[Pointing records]
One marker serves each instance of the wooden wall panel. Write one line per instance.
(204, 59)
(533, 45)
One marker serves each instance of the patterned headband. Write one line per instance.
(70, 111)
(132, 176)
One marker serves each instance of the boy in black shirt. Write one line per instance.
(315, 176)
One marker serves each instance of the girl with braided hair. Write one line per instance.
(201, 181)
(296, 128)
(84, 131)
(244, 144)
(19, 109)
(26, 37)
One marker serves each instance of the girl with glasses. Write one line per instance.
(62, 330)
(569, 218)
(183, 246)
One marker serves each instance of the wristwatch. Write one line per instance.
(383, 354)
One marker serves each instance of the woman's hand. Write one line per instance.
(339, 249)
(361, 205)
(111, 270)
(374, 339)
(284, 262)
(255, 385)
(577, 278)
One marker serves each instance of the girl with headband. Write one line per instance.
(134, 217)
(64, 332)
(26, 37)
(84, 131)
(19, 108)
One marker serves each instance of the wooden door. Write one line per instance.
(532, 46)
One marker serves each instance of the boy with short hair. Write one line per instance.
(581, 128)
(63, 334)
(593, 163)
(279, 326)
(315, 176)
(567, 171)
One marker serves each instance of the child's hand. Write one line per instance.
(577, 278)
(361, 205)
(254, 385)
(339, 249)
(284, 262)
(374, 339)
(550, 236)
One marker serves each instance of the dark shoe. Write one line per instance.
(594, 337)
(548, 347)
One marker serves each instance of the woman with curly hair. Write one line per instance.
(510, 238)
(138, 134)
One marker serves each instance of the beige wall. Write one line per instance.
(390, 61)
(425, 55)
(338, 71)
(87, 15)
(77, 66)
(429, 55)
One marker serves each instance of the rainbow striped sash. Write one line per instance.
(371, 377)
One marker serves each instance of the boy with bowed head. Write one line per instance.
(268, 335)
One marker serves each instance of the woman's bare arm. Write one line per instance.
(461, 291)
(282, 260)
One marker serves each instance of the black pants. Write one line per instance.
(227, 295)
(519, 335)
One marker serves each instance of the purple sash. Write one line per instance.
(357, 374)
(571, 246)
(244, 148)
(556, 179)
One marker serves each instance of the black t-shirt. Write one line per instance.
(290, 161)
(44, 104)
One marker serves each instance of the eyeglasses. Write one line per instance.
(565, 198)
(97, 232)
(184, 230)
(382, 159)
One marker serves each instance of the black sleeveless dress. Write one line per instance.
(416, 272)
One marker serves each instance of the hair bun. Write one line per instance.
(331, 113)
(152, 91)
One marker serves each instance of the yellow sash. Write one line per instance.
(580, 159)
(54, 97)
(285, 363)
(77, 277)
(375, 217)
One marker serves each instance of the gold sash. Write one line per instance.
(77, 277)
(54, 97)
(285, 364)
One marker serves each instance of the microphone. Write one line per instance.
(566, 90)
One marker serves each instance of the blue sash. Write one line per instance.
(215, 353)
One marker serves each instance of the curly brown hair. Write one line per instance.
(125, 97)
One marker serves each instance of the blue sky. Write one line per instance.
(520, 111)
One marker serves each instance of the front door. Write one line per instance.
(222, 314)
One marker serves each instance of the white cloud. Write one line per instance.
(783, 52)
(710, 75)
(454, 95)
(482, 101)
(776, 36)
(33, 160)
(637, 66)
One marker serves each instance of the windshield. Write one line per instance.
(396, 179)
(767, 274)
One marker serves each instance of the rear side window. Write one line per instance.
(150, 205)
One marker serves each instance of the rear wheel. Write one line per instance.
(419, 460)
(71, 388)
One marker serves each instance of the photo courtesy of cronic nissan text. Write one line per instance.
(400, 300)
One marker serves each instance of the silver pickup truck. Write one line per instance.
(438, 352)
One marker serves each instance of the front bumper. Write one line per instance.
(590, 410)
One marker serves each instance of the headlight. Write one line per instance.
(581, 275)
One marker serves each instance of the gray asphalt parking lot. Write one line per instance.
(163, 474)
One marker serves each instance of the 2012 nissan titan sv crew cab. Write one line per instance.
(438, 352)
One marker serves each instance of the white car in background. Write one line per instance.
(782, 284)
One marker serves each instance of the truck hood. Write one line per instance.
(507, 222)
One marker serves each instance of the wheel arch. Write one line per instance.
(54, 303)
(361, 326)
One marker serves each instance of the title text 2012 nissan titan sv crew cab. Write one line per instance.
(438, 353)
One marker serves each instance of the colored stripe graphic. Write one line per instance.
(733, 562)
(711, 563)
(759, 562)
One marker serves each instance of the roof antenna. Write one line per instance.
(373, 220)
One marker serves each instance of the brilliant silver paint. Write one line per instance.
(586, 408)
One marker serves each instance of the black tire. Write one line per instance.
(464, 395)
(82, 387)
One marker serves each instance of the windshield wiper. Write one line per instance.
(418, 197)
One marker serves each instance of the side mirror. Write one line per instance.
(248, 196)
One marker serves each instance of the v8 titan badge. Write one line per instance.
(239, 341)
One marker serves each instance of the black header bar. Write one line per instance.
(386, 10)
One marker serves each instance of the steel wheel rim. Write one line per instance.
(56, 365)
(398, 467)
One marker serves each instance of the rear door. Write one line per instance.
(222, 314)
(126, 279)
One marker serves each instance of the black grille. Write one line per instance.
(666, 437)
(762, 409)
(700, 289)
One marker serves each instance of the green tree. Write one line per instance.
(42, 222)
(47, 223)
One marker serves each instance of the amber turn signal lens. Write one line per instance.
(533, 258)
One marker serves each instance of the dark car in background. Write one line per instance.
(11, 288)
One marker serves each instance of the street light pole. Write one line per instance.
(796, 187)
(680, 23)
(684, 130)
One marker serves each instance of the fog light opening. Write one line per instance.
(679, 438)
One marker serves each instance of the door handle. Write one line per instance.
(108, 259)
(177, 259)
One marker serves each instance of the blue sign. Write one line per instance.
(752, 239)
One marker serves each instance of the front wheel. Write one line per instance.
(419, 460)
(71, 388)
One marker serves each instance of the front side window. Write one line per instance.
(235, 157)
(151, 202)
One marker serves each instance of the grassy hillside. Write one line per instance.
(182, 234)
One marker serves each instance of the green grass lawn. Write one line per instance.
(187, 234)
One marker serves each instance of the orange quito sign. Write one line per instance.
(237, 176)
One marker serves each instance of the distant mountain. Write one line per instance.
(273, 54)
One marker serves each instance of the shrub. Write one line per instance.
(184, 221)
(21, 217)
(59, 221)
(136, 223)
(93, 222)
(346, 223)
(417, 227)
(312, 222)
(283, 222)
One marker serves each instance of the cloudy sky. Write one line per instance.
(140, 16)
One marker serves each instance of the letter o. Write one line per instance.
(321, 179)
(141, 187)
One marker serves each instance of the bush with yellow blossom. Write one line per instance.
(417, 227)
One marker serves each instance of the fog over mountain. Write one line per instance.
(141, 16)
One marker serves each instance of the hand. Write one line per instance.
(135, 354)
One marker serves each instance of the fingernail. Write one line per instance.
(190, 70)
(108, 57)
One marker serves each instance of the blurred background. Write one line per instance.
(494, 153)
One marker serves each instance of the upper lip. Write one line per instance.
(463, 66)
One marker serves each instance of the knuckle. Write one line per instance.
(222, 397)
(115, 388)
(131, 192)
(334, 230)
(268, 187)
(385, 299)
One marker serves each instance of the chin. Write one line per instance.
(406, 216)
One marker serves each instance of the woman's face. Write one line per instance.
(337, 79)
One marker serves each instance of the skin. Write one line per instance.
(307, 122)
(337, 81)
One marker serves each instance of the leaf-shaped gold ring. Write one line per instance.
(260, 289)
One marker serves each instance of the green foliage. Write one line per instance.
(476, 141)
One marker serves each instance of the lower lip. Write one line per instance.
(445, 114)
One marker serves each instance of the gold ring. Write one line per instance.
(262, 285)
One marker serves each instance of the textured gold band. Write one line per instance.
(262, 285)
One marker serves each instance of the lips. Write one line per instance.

§ Goal:
All of the entries above need to be reproduced exactly.

§ Full output:
One marker serves each instance of the wooden wall panel. Write one line per instance.
(204, 59)
(533, 45)
One marker serves each instance of the patterned headband. Write one line per instance.
(70, 111)
(132, 176)
One marker serves each instance of the boy in black shirt. Write one line per instance.
(315, 176)
One marker serves each instance of the girl with braided hair. Write one line per instance.
(201, 181)
(296, 128)
(84, 131)
(244, 144)
(19, 109)
(26, 37)
One marker serves each instance of the girl with glasses. Write one line per instance.
(62, 330)
(569, 218)
(183, 246)
One marker serves each instance of the wristwatch. Write one line per instance.
(383, 354)
One marker serves each instance of the woman's hand. Write one line per instance.
(339, 249)
(361, 205)
(111, 270)
(374, 339)
(284, 262)
(255, 385)
(577, 278)
One marker serves each instance of the girl with headband. Write one line per instance.
(134, 217)
(64, 332)
(26, 37)
(84, 131)
(19, 108)
One marker serves each instance of the wooden door. Write one line per instance.
(532, 46)
One marker serves each instance of the boy with short hair. Write one line per instance.
(581, 128)
(63, 334)
(593, 163)
(279, 326)
(315, 176)
(567, 171)
One marker serves each instance of the child's hand. Write one line per instance.
(577, 278)
(361, 205)
(254, 385)
(339, 249)
(284, 262)
(374, 339)
(550, 236)
One marker serves each instance of the dark shoe. Write one line per instance.
(594, 337)
(548, 347)
One marker serves each instance of the woman with curly hair. Write one line per instance.
(510, 238)
(138, 134)
One marker serves each instance of the beige wall. Write one line per instance.
(390, 61)
(425, 55)
(338, 71)
(87, 15)
(77, 66)
(429, 55)
One marker serves each instance of the rainbow striped sash. Write one line per instance.
(371, 377)
One marker serves each instance of the boy with bowed head. Write one line per instance.
(268, 335)
One marker serves each instance of the woman's bare arm. Write one line per instance.
(461, 291)
(282, 260)
One marker serves each instance of the black pants. Write one line per instance.
(227, 295)
(519, 335)
One marker serves each instance of the purple sash. Write one line per instance.
(357, 374)
(571, 246)
(244, 148)
(556, 179)
One marker serves each instance of the black t-shirt. Write one line per instance.
(290, 161)
(44, 104)
One marker serves each instance of the eyeglasses. Write one line per instance.
(565, 198)
(97, 232)
(184, 230)
(382, 159)
One marker serves each instance of the black sleeveless dress. Write one line per instance.
(416, 272)
One marker serves each instance of the hair bun. Write one line per instance.
(331, 113)
(152, 91)
One marker serves each instance of the yellow sash. Write one line per instance.
(580, 159)
(54, 97)
(285, 363)
(77, 277)
(375, 217)
One marker serves each instance of the gold sash. Write one line per instance.
(77, 277)
(54, 97)
(285, 364)
One marker serves each instance of the microphone. Write one line per instance.
(566, 90)
One marker serves each instance of the blue sash. Write one line per instance.
(215, 353)
One marker serves each instance of the curly brown hair. Write one line per instance.
(125, 97)
One marker serves each instance of the blue sky. Write one line per instance.
(520, 111)
One marker serves each instance of the front door. Write one line per instance.
(222, 314)
One marker serves each instance of the white cloud. Write one line per instance.
(783, 52)
(710, 75)
(454, 95)
(482, 101)
(776, 36)
(33, 160)
(637, 66)
One marker serves each instance of the windshield. Write one line per instance.
(396, 179)
(767, 274)
One marker serves each instance of the rear side window. Write one line per instance.
(150, 205)
One marker serves each instance of the rear wheel. Write one line per instance.
(419, 460)
(71, 388)
One marker serves each instance of the photo courtesy of cronic nissan text. Write one line per instance.
(400, 300)
One marker serves each instance of the silver pickup truck. Write one line per instance.
(438, 352)
One marker serves each instance of the front bumper. Write one line per instance.
(590, 410)
One marker serves each instance of the headlight. Write one line per instance.
(581, 275)
One marker serves each instance of the gray asphalt parking lot. Write one line per instance.
(163, 474)
One marker serves each instance of the 2012 nissan titan sv crew cab. Write one line per instance.
(438, 352)
One marker serves each instance of the white car in background. Write one line per instance.
(782, 284)
One marker serves each instance of the truck hood. Write one line per instance.
(507, 222)
One marker serves each instance of the wheel arch. Write one line per instance.
(54, 303)
(361, 326)
One marker serves each instance of the title text 2012 nissan titan sv crew cab. Write one line per instance.
(438, 353)
One marker serves each instance of the colored stripe graphic. Write one line per instance.
(733, 562)
(711, 563)
(759, 562)
One marker serves each instance of the roof antenna. Write one line per instance.
(373, 220)
One marker serves each instance of the brilliant silver paint. Write one line per instance.
(586, 408)
One marker serves each instance of the black tire. Write one line per instance.
(464, 395)
(82, 387)
One marker serves each instance of the windshield wiper. Write one line per instance.
(418, 197)
One marker serves each instance of the side mirror. Write one line per instance.
(248, 196)
One marker serves each instance of the v8 titan badge. Write one line per instance.
(239, 341)
One marker serves each instance of the black header bar. Write one line per instance.
(386, 10)
One marker serves each instance of the steel wheel rim. Write one line per instance.
(56, 365)
(398, 467)
One marker serves each instance of the rear door. Write one line per instance.
(222, 314)
(126, 279)
One marker serves each instance of the black grille. Write one line per instance.
(666, 437)
(762, 409)
(700, 289)
One marker serves each instance of the green tree. Write one line per instance.
(42, 222)
(47, 223)
One marker serves each instance of the amber turn signal lens. Write one line per instance.
(533, 258)
One marker serves each instance of the dark car in background. Write one line per instance.
(11, 288)
One marker serves each instance of the street light pole. Write one line per instance.
(796, 187)
(680, 23)
(684, 130)
One marker serves each instance of the fog light opening. Write one line per instance.
(679, 438)
One marker serves each instance of the door handle. Write one line per instance.
(108, 259)
(177, 259)
One marker serves each instance of the blue sign. Write one line per instance.
(752, 239)
One marker serves each instance of the front wheel. Write one line per instance.
(419, 460)
(71, 388)
One marker serves each instance of the front side window. Write one line per instance.
(235, 157)
(151, 202)
One marker serves each instance of the grassy hillside. Write one line per instance.
(182, 234)
One marker serves each instance of the green grass lawn. Write one line per instance.
(187, 234)
One marker serves each instance of the orange quito sign. Write one line per instance.
(237, 176)
One marker serves each instance of the distant mountain. Write one line per instance.
(273, 54)
One marker serves each instance of the shrub. Write one line per instance.
(184, 221)
(21, 217)
(59, 221)
(136, 223)
(93, 222)
(346, 223)
(417, 227)
(312, 222)
(283, 222)
One marker serves each instance of the cloudy sky. Write one line per instance.
(140, 16)
One marker serves each instance of the letter o. Write one line per instance.
(321, 179)
(141, 187)
One marker serves each instance of the bush with yellow blossom. Write one line per instance.
(417, 227)
One marker serves each instance of the fog over mountain. Write one line per instance.
(141, 16)
One marker serves each instance of the hand. Write one line per instance.
(135, 354)
One marker serves each instance of the fingernail. Write one line per instance.
(190, 70)
(108, 57)
One marker serves each instance of the blurred background. Write one line per instance.
(494, 153)
One marker serves each instance of the upper lip. Write one line per instance.
(463, 66)
One marker serves each instance of the knuckle. Write one line per instance.
(222, 397)
(115, 388)
(131, 192)
(334, 230)
(268, 187)
(385, 299)
One marker serves each instance of the chin. Write one line per instance.
(406, 216)
One marker serves each instance of the woman's face. Write one line per instance.
(337, 79)
One marker serves each instance of the skin. Write one line per instance.
(307, 122)
(337, 81)
One marker serves each instance of the leaf-shaped gold ring. Write one line per instance.
(260, 289)
One marker serves each instance of the green foliage. Write one line per instance.
(476, 141)
One marker serves each instance of the lower lip. Write one line per instance.
(445, 114)
One marker serves each instance of the gold ring. Write one line per instance.
(262, 285)
One marker serves each instance of the textured gold band. Write one line per instance.
(262, 285)
One marker serves each instance of the lips. Write one line per instance.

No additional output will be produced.